Set out all of the entries below as a numbered list, leaving out any blank lines.

# # # # #

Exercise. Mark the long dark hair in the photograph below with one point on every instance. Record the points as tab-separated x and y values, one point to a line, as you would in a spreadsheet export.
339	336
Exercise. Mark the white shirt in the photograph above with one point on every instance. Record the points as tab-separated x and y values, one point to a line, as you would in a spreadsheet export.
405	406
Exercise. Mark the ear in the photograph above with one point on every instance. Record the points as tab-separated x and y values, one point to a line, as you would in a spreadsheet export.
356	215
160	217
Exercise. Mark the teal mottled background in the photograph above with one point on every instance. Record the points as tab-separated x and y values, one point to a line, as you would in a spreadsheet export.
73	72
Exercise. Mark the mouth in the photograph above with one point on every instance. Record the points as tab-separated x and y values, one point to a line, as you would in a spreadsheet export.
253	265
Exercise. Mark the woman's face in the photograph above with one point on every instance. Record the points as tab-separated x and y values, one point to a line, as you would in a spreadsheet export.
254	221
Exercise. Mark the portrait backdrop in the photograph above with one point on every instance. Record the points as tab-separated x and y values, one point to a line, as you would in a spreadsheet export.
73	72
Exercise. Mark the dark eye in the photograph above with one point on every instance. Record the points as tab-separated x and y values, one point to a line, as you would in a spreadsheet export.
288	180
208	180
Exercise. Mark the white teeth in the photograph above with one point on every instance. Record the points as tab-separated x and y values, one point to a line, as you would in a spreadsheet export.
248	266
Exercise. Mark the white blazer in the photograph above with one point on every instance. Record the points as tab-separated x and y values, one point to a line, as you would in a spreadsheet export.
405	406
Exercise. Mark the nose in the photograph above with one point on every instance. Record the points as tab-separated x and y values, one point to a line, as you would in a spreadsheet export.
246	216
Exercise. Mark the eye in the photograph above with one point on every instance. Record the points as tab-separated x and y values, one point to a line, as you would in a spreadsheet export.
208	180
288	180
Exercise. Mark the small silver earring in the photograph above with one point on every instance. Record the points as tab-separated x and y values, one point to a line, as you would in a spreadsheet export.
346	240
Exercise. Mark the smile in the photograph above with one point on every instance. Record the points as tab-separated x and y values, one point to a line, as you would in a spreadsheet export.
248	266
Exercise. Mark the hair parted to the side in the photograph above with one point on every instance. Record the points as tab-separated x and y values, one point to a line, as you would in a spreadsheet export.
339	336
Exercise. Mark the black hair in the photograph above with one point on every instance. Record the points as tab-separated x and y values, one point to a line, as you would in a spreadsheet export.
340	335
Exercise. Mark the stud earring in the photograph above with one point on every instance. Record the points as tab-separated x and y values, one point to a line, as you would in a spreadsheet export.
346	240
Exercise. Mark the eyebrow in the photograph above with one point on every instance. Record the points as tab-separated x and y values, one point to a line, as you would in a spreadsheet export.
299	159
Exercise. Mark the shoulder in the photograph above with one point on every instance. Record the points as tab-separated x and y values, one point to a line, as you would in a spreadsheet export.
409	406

# # # # #

> [Reply to the exercise]
1. Exercise. Mark the long dark hair in the photograph below with one point on every instance. Record the points as tab-separated x and y values, one point to a line, as you would in a spreadsheet export.
2. 339	336
3. Exercise. Mark the white shirt in the photograph above with one point on every instance. Record the points as tab-separated x and y values, one point to a line, as you would in a spreadsheet export.
4. 405	406
5. Exercise. Mark the ear in the photograph above with one point on every instance. Record the points as tab-separated x and y values, one point to a line, as you would in a spreadsheet export.
6. 356	215
7. 160	217
8. Exercise. Mark the teal mottled background in the photograph above with one point on every instance. Record the points as tab-separated x and y values, one point to a line, as you would in a spreadsheet export.
9. 73	72
10. Exercise. Mark the mouth in the photograph above with one point on every instance. Record the points as tab-separated x and y values, one point to a line, as you would in a spreadsheet export.
11. 253	265
12. Exercise. Mark the woman's face in the photograph above with one point on every instance. Record the points as tab-separated x and y values, one point to a line, as you would in a spreadsheet export.
13. 254	221
14. Exercise. Mark the portrait backdrop in the photograph above with one point on every instance. Record the points as tab-separated x and y values, one point to a line, as you would in a spreadsheet export.
15. 73	72
16. Exercise. Mark the dark eye in the photograph above with one point on every instance. Record the points as tab-separated x and y values, one point to a line, as you would in a spreadsheet export.
17. 288	180
18. 208	180
19. Exercise. Mark the white teeth in the photograph above with one point on every instance. Record the points as tab-separated x and y values, one point to a line, as you would in a spreadsheet export.
20. 248	266
21. Exercise. Mark the white blazer in the photograph above with one point on every instance. Record the points as tab-separated x and y values, one point to a line, as you would in a spreadsheet export.
22. 405	406
23. Exercise. Mark the nose in the photograph above with one point on every instance. Record the points as tab-separated x and y values, one point to a line, as you would in a spreadsheet export.
24. 246	216
25. Exercise. Mark the eye in the photograph above with one point on every instance. Record the points as tab-separated x and y values, one point to a line, as you would in a spreadsheet export.
26. 208	180
27. 288	180
28. Exercise. Mark the small silver earring in the photograph above with one point on every instance. Record the points as tab-separated x and y values, one point to a line, as you would in a spreadsheet export.
29. 346	240
30. Exercise. Mark the smile in the photograph above with one point on every instance. Record the points as tab-separated x and y values, one point to a line, as you would in a spreadsheet export.
31. 248	266
32. Exercise. Mark the hair parted to the side in the photograph above with one point on every instance. Record the points as tab-separated x and y values, one point to a line, as you would in a spreadsheet export.
33. 339	336
34. Exercise. Mark the black hair in the photograph above with one point on every instance. Record the points as tab-separated x and y values, one point to a line, as you would in a spreadsheet export.
35. 340	335
36. Exercise. Mark the stud earring in the photograph above with one point on every instance. Record the points as tab-separated x and y values, one point to a line, as you would in a spreadsheet export.
37. 346	240
38. Exercise. Mark the eyebrow in the photograph above with one point on every instance. Record the points as tab-separated x and y values, one point to a line, as you would in a spreadsheet export.
39. 299	159
40. Exercise. Mark the shoulder in the photograph above with one point on every instance. Record the points as tab-separated x and y values, one point to a line, as you would in a spreadsheet export.
41. 409	406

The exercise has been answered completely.